### Text block

____________

Diversity, Equity, and Inclusion Initiatives
Current Departmental DEI-related Activities
- The Department of Psychological Science was awarded a $50,000 grant from the Tennessee Board of Regents (TBR) for Student, Engagement, Retention and Success (SERS) for fiscal year 2022. The goal of the grant is to help offset research, conference travel, or internship/field experience expenses for students of color, low-income, or disability. Students must have made a grade of A or B in both PSYC 2010 Stats and PSYC 3180 Research Methods. Students that earn a C in one of the classes may also be considered. This grant is led by Dr. Brian Hock (PI), and supported by Drs. Kimberly Coggins, Eva Gibson, Kevin Harris, Emily Pica, and Kymmalett Ross, M.S.
- Dr. Adriane M.F. Sanders has accepted the role of Editor of The Industrial-Organizational Psychologist (TIP). She completes her editor-in-training year and begins her three-year term in April 2022. Dr. Sanders’ vision for the magazine is to promote DEI in the broadest sense. Her priority is to increase the representation of voices, experiences, and I-O content across race, ethnicity, gender identity, sexual orientation, disability, and other minoritized groups. There is also need to increase representation of the individuals who are training, practicing, and teaching I-O through alternative paths (i.e., training/career experiences that are non linear, non doctoral, and non tenure-track). Dr. Sanders would like TIP to become known as an official and consistent voice of the anti-racist movement in the field of Industrial-Organizational Psychology.

____________

### Given entries
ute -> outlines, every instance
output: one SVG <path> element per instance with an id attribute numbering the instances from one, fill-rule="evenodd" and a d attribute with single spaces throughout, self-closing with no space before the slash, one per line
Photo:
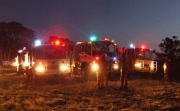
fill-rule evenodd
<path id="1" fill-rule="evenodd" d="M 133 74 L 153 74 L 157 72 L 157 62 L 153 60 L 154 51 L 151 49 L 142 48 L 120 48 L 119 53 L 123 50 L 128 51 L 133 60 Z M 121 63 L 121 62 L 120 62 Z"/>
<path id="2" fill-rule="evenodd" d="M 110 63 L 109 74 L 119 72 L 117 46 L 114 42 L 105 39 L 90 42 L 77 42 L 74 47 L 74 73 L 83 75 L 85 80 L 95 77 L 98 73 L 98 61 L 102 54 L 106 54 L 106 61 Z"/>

____________

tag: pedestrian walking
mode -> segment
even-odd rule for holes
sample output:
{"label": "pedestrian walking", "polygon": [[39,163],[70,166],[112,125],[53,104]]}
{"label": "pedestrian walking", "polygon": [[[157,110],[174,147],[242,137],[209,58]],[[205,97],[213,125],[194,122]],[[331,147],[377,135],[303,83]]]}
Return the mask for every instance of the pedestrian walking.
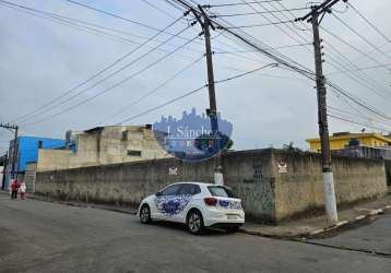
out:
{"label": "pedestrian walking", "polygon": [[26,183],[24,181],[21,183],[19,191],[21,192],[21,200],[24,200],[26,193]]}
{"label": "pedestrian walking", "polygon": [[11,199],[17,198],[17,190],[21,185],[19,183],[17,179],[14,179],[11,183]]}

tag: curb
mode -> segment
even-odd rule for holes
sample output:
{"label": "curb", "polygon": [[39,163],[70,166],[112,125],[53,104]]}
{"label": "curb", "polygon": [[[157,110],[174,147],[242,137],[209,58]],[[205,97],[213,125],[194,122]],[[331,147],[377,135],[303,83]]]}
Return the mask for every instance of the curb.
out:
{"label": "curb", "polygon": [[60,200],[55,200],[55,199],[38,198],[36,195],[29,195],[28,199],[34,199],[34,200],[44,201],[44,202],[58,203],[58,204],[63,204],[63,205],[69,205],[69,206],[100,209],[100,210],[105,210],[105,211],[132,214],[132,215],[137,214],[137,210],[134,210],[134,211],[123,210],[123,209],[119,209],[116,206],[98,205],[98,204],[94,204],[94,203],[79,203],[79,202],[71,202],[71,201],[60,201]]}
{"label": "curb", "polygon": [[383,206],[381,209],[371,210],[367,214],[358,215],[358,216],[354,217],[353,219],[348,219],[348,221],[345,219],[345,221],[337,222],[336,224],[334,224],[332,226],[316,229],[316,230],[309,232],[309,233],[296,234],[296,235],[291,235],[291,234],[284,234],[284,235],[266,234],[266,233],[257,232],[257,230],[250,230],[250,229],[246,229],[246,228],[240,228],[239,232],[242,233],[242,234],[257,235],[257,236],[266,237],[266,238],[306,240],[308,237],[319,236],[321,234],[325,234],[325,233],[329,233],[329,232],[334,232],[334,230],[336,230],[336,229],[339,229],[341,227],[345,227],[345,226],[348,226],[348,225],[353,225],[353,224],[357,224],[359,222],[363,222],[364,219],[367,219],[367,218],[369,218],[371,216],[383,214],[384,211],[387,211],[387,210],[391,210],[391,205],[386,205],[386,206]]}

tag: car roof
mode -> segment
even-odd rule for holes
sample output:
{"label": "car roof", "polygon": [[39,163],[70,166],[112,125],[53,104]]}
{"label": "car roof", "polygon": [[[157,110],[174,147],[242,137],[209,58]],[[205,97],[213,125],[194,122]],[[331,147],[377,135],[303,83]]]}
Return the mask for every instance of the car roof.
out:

____________

### Required actions
1. According to the text on the department's DEI initiatives, when does Dr. Sanders begin her three-year term as editor?
2. Pick up the text on the department's DEI initiatives after its final sentence and write its continuation.

### Answers for the tasks
1. She begins her term in April 2022.

2.
- Dr. Erynne H. Shatto together with the members of her STRETCH translational research lab has been providing clinical and research services to minoritized populations. In March 2022, her team will present research on three projects. Two projects focus on work with an urban school in an area of concentrated poverty that is over 90% comprised of African American and Latino students where children routinely grapple with housing insecurity, food scarcity, and neighborhood violence. We will be presenting work on methods of utilizing teacher reports to identify those in need of trauma specific assessment and of an implementation of Teacher-Child Interaction Therapy to foster positive behavior management practices and enhance teacher-child relationships at this school in which 46% of children qualify for PTSD. The third presentation focuses on a pilot implementation of full scale DBT for autistic teens or the “Neurodiversity Affirming DBT-Multifamily” project. The STRETCH lab is also currently engaged in partnerships with Safe House to provide evidence based mental health services to parents and children affected by intimate partner violence. Families utilizing these services are typically disproportionately those who hold one or more minority statuses. We are hoping to learn about the unique parenting needs of women impacted by partner violence. Lastly, the lab is partnered with organizations to support autistic individuals. We provide neurodiversity affirming consultation to Advanced Behavioral Consultants and the Full Spectrum Learner Program. This spring, Dr. Shatto has been invited as a keynote speaker for an event sponsored by Advocates for Autism.